What you will do
In the records below, lay out everything from the line containing "mark every large" down to the line containing "99, 86, 280, 169", both included, as a JSON list of strings with one string per line and blank lines omitted.

Record list
Begin

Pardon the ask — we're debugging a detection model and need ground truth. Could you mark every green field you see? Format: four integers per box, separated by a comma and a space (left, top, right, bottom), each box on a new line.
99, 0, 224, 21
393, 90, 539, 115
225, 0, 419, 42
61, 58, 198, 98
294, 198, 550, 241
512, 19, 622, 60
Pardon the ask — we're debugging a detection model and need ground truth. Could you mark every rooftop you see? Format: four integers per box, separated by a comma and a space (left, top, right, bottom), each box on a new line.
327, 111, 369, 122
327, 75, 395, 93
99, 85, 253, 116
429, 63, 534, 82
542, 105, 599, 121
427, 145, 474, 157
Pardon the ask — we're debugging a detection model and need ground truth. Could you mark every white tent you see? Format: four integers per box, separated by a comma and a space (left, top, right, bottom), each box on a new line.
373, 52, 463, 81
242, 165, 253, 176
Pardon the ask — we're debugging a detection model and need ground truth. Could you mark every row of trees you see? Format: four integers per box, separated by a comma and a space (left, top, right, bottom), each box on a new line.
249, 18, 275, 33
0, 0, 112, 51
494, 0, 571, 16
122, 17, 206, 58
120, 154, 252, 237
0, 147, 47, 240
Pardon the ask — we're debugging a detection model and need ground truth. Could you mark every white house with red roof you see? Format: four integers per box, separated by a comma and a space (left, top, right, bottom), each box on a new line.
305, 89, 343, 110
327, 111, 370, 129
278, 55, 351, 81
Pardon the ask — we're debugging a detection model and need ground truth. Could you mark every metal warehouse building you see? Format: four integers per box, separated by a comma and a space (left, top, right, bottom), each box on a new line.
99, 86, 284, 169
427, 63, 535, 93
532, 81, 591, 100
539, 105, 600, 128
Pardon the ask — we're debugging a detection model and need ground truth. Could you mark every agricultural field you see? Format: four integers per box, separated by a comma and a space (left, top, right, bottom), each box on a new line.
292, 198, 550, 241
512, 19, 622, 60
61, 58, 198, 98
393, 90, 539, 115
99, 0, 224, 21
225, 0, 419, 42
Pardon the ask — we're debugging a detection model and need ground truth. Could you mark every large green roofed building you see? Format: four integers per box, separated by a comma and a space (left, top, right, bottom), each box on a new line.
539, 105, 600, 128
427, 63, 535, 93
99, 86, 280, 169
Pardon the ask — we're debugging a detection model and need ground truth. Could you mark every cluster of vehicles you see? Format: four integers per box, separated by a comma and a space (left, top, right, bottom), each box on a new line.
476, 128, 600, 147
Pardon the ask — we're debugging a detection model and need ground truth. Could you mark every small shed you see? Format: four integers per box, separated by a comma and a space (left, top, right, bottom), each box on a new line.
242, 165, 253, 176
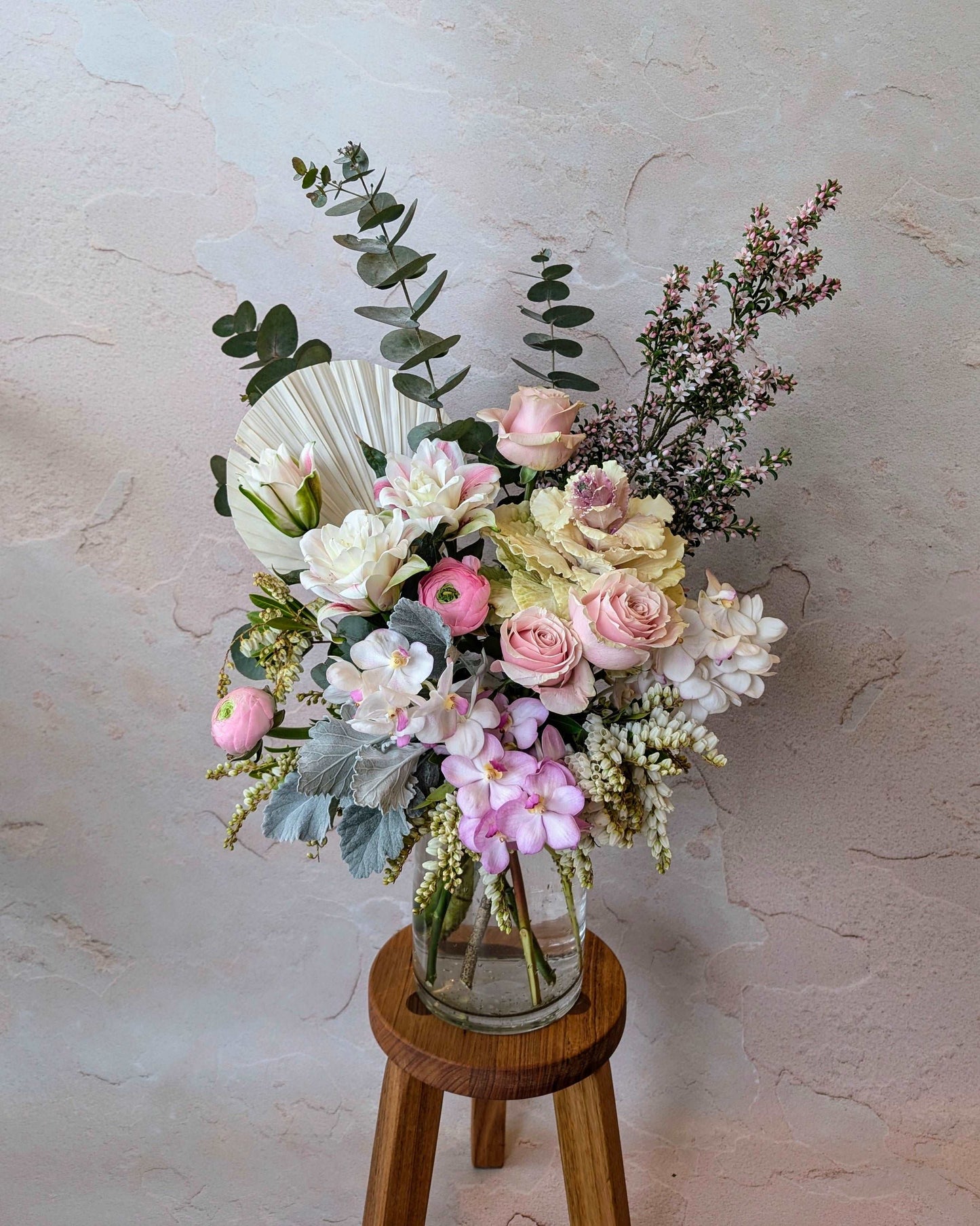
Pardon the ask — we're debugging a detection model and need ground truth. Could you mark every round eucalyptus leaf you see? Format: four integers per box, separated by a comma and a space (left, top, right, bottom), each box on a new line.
528, 281, 571, 303
211, 315, 235, 336
222, 332, 256, 358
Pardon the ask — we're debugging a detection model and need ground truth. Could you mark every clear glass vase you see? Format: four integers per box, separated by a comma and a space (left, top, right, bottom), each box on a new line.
413, 845, 585, 1035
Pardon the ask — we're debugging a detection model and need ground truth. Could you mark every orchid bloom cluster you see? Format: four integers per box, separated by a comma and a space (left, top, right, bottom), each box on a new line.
212, 183, 838, 923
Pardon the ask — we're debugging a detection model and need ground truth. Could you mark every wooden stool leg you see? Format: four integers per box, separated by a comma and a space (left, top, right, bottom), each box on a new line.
364, 1060, 442, 1226
553, 1063, 629, 1226
469, 1098, 507, 1170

End

Solution to this problem
[
  "Pardon the ask — we're debugging a detection model and need ground truth. Could you mark every large green roofed building you see? Format: four integers per box, separated by a comma and a space (left, top, right, bottom), each box on a new line.",
  "539, 105, 600, 128",
  "427, 63, 535, 93",
  "99, 86, 280, 169"
]